(Records of labeled points)
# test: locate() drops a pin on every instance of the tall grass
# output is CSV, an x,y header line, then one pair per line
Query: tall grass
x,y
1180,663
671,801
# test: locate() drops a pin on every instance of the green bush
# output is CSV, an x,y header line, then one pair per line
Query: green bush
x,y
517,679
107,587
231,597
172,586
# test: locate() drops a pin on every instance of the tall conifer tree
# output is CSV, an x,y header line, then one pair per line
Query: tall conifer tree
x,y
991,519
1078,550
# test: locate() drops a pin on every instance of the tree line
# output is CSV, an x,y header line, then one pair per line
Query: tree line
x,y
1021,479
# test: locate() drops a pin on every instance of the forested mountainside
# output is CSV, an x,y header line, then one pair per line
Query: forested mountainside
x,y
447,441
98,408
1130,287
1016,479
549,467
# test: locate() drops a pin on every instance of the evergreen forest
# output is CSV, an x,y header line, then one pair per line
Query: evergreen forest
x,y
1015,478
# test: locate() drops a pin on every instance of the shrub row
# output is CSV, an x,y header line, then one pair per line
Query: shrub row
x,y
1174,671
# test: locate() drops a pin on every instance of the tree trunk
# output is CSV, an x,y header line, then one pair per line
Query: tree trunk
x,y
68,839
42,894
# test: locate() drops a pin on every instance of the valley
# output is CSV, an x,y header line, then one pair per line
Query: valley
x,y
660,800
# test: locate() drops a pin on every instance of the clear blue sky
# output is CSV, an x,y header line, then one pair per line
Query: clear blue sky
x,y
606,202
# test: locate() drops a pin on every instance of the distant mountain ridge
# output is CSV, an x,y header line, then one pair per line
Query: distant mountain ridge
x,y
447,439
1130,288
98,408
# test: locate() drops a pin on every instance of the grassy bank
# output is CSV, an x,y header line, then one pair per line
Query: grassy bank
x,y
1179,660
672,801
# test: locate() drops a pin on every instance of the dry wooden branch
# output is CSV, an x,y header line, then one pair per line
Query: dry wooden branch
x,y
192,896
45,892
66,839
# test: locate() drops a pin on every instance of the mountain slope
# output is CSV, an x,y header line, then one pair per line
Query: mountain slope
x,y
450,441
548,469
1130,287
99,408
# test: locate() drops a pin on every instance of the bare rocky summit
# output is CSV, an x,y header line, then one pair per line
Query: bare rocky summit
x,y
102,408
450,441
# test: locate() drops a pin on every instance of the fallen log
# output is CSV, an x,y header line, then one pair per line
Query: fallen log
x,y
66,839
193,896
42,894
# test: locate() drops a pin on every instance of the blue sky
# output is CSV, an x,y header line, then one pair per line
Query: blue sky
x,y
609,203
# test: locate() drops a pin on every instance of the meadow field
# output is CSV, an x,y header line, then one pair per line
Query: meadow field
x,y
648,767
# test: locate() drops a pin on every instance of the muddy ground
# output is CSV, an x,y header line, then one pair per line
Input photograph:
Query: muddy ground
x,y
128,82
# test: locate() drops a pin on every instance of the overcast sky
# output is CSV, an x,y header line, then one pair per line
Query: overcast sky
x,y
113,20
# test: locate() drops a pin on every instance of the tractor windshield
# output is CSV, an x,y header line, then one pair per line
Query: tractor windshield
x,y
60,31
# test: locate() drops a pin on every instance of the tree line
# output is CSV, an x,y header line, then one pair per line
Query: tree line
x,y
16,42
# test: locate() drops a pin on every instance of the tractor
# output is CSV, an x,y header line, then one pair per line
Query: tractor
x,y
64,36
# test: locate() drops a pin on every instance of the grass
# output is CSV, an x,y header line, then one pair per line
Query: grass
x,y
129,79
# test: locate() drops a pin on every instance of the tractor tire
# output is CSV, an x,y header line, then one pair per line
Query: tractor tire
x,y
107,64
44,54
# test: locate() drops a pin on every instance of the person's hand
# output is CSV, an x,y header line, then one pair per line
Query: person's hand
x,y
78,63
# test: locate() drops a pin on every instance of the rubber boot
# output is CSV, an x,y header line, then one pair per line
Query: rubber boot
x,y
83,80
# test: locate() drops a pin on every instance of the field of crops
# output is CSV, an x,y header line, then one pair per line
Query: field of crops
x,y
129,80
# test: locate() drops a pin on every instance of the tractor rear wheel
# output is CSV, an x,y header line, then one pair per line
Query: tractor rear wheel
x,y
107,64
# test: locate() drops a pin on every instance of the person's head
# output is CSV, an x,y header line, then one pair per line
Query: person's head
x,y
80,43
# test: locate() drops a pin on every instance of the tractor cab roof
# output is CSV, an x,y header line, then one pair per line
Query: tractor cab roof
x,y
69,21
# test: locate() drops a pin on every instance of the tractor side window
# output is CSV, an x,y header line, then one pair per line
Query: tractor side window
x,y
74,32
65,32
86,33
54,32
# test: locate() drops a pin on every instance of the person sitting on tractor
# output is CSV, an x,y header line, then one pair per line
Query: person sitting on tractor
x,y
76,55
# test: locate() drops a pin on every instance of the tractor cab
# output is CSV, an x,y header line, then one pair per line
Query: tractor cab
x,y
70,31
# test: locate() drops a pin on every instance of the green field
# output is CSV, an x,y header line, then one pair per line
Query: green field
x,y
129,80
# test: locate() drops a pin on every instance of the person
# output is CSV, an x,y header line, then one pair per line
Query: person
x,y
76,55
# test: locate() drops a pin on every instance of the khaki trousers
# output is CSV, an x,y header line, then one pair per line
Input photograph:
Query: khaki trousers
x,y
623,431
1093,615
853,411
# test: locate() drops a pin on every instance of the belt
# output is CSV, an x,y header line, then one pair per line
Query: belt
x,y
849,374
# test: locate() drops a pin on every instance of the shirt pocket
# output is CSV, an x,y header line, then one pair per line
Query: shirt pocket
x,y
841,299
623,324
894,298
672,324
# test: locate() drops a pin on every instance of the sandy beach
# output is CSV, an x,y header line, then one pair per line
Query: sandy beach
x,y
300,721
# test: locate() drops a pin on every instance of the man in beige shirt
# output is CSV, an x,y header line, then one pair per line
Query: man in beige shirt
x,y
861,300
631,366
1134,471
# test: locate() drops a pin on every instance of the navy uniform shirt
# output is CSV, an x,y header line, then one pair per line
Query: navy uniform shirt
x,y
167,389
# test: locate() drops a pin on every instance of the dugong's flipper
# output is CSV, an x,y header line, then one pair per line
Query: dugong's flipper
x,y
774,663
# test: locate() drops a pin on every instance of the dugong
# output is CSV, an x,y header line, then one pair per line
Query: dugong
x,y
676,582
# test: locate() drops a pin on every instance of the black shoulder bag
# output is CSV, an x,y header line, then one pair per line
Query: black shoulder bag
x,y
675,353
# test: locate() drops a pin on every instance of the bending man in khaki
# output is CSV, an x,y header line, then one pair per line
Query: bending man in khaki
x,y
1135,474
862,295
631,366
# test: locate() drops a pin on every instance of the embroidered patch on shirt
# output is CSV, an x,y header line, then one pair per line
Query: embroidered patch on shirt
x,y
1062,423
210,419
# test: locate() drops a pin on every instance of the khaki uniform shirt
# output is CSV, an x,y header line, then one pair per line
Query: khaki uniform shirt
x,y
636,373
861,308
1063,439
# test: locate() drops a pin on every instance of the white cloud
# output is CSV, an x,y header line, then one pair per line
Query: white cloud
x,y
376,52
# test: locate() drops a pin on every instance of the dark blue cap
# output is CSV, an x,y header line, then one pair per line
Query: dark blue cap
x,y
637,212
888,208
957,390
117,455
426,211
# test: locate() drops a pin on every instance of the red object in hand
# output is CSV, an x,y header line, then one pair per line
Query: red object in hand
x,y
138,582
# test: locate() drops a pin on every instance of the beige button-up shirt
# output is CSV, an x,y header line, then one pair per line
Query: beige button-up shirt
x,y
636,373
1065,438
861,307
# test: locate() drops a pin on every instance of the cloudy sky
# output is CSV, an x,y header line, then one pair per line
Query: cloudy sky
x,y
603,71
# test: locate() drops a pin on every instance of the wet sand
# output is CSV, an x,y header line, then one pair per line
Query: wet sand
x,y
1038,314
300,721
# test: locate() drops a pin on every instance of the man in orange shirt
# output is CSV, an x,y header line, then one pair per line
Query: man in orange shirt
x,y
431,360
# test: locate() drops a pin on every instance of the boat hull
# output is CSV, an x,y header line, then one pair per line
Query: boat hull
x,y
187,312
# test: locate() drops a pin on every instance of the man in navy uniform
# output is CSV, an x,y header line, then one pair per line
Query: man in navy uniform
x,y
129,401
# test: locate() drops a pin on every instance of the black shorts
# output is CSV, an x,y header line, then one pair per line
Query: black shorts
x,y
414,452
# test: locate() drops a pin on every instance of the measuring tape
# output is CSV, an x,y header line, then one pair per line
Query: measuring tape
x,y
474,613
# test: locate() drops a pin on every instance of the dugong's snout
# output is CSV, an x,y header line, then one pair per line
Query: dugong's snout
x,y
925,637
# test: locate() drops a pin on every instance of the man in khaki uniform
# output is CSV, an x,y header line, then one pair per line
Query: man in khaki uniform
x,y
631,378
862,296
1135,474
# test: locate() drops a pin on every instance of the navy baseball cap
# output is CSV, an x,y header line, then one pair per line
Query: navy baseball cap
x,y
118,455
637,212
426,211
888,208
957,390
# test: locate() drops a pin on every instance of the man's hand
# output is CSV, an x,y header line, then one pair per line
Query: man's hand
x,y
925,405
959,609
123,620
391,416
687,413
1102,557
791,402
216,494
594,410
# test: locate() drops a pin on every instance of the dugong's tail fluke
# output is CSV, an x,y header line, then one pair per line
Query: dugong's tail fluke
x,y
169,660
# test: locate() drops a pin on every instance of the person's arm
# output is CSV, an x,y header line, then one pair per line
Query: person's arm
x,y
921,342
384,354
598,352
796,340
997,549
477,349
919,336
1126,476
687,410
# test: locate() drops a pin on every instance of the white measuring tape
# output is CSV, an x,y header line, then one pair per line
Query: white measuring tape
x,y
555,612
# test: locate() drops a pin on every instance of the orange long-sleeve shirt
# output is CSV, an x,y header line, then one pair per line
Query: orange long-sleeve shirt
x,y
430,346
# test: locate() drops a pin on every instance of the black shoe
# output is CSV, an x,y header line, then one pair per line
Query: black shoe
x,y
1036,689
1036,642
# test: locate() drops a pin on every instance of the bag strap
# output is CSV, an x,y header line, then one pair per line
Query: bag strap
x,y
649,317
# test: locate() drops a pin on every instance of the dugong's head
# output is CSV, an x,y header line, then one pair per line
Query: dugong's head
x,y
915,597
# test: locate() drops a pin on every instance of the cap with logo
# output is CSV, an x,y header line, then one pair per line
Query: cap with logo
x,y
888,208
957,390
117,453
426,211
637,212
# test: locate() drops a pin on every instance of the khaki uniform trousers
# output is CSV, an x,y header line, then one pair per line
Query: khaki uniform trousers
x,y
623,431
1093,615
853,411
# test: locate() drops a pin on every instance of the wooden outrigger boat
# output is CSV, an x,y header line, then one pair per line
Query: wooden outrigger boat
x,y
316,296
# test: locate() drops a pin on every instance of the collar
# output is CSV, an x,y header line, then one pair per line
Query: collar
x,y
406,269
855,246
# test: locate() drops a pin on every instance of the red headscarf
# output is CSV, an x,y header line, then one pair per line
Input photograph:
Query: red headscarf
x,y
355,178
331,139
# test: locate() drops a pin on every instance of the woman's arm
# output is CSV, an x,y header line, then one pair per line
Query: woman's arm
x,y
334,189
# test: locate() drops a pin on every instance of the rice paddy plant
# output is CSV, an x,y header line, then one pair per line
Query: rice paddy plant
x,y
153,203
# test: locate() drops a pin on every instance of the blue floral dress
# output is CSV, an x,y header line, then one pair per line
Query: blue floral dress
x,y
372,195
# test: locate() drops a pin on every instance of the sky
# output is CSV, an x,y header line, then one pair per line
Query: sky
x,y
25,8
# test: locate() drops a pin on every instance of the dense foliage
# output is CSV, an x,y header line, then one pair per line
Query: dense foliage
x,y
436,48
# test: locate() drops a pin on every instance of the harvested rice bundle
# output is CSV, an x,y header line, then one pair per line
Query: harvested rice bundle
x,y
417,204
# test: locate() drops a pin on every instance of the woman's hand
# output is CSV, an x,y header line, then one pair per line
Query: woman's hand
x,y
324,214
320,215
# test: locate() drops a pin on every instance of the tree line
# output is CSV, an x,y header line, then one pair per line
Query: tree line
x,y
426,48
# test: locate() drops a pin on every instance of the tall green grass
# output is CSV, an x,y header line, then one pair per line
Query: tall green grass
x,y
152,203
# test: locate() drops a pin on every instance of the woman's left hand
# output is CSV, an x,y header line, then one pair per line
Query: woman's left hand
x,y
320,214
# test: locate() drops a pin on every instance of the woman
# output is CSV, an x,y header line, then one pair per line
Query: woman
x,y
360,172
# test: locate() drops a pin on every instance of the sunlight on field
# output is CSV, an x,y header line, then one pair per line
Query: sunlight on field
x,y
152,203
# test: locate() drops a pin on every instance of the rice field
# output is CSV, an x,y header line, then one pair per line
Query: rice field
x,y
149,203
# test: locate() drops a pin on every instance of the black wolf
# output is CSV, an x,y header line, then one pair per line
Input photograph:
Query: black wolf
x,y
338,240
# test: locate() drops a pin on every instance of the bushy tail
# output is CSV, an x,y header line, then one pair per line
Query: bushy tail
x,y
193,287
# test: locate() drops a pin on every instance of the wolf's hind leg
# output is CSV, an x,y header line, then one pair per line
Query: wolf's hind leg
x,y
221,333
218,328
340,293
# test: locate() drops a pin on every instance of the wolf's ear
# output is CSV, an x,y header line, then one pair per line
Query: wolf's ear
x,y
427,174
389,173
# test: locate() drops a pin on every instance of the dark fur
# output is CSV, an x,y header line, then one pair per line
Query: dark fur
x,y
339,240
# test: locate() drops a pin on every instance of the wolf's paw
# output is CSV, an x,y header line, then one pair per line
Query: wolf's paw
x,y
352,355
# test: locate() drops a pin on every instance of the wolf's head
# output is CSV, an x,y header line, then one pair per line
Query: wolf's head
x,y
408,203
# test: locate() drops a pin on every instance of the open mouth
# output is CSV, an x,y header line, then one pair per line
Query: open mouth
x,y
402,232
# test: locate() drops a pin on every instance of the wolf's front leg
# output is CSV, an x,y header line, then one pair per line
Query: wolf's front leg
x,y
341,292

• _Task goal_: Starting at the line that contains "the sunlight on field", repeat each line exactly through the last one in the listing. Include both of those lines and nothing more.

• _Final result_:
# test: locate() drops a pin on every instance of the sunlight on field
# output is CSV, an x,y header line, then one pair per line
Query: sunlight on field
x,y
152,203
# test: locate() drops a pin on every instance of the rice field
# output is CSV, an x,y header line, then one pair per line
Query: rice field
x,y
149,203
# test: locate() drops a pin on every instance of the black wolf
# output is CSV, an x,y header line, then one pair per line
Input photograph:
Query: black wolf
x,y
338,240
# test: locate() drops a pin on every instance of the bushy tail
# output is CSV, an x,y header line, then one pair per line
Query: bushy tail
x,y
193,287
# test: locate() drops a pin on every instance of the wolf's hind leg
# output is CSV, an x,y header line, then one pair per line
Query: wolf's hind leg
x,y
221,333
218,328
340,293
# test: locate() drops a pin on every instance of the wolf's ear
# output is CSV, an x,y header line, then one pair per line
Query: wolf's ear
x,y
427,174
389,173
# test: locate() drops a pin on every instance of the dark fur
# output is CSV, an x,y header line, then one pair per line
Query: dark fur
x,y
339,240
# test: locate() drops a pin on every instance of the wolf's paw
# output is CSV, an x,y header line, then one pair per line
Query: wolf's paw
x,y
352,355
# test: locate() drops a pin on every instance of the wolf's head
# output is CSV, an x,y header line, then one pair per line
Query: wolf's head
x,y
408,203
# test: locate() drops a pin on every instance of the open mouth
# output is CSV, an x,y header line, then one pair per line
Query: open mouth
x,y
402,232
# test: locate() drops a pin on every instance of the wolf's front leg
# output is CSV, an x,y header line, then one pair per line
Query: wolf's front leg
x,y
341,292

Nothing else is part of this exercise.